*What you need to do:*
All of the records must come back exactly. Please repeat them in full.

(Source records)
== Segment start ==
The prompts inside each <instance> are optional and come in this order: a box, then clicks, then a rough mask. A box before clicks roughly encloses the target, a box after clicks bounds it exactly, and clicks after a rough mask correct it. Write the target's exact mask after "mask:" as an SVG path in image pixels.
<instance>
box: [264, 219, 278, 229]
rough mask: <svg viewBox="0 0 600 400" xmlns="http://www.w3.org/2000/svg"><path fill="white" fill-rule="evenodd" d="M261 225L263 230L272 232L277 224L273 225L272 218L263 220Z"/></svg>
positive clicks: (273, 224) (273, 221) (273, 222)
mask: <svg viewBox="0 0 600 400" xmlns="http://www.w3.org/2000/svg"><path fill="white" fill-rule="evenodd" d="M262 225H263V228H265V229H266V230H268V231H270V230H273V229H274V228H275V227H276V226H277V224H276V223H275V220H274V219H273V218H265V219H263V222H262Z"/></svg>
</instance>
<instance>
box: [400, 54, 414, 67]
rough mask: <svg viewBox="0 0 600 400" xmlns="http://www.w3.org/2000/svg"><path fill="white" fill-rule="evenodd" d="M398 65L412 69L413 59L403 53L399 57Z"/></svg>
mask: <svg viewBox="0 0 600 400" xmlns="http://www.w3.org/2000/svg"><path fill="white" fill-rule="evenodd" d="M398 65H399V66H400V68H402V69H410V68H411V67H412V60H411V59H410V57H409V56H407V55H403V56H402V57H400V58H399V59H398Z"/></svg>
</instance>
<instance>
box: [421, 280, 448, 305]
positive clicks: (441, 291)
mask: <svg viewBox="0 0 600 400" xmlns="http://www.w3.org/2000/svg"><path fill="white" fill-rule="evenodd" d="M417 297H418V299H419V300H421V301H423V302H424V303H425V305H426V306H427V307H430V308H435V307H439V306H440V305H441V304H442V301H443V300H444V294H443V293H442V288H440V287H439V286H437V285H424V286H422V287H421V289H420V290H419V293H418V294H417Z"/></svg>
== Segment end ==
*Completed exercise:*
The prompts inside each <instance> are optional and come in this order: a box, then clicks, then a rough mask. A box before clicks roughly encloses the target, a box after clicks bounds it exactly, and clicks after a rough mask correct it. Write the target's exact mask after "mask:" as an SVG path in image pixels.
<instance>
box: [264, 219, 278, 229]
rough mask: <svg viewBox="0 0 600 400" xmlns="http://www.w3.org/2000/svg"><path fill="white" fill-rule="evenodd" d="M261 225L263 230L272 232L277 224L273 225L272 218L263 220Z"/></svg>
positive clicks: (273, 224) (273, 221) (273, 222)
mask: <svg viewBox="0 0 600 400" xmlns="http://www.w3.org/2000/svg"><path fill="white" fill-rule="evenodd" d="M262 225H263V228H265V229H266V230H268V231H270V230H273V229H274V228H275V227H276V226H277V224H276V223H275V220H274V219H273V218H265V219H263V222H262Z"/></svg>
</instance>
<instance>
box: [400, 54, 414, 67]
rough mask: <svg viewBox="0 0 600 400" xmlns="http://www.w3.org/2000/svg"><path fill="white" fill-rule="evenodd" d="M398 65L412 69L413 59L403 53L399 57Z"/></svg>
mask: <svg viewBox="0 0 600 400" xmlns="http://www.w3.org/2000/svg"><path fill="white" fill-rule="evenodd" d="M398 65H399V66H400V68H402V69H410V68H411V67H412V60H411V59H410V57H409V56H407V55H403V56H402V57H400V58H399V59H398Z"/></svg>
</instance>
<instance>
box: [421, 280, 448, 305]
positive clicks: (441, 291)
mask: <svg viewBox="0 0 600 400" xmlns="http://www.w3.org/2000/svg"><path fill="white" fill-rule="evenodd" d="M417 297H418V299H419V300H421V301H423V302H424V303H425V305H426V306H427V307H430V308H435V307H439V306H440V305H441V304H442V301H443V300H444V294H443V293H442V288H440V287H439V286H437V285H424V286H422V287H421V289H420V290H419V293H418V294H417Z"/></svg>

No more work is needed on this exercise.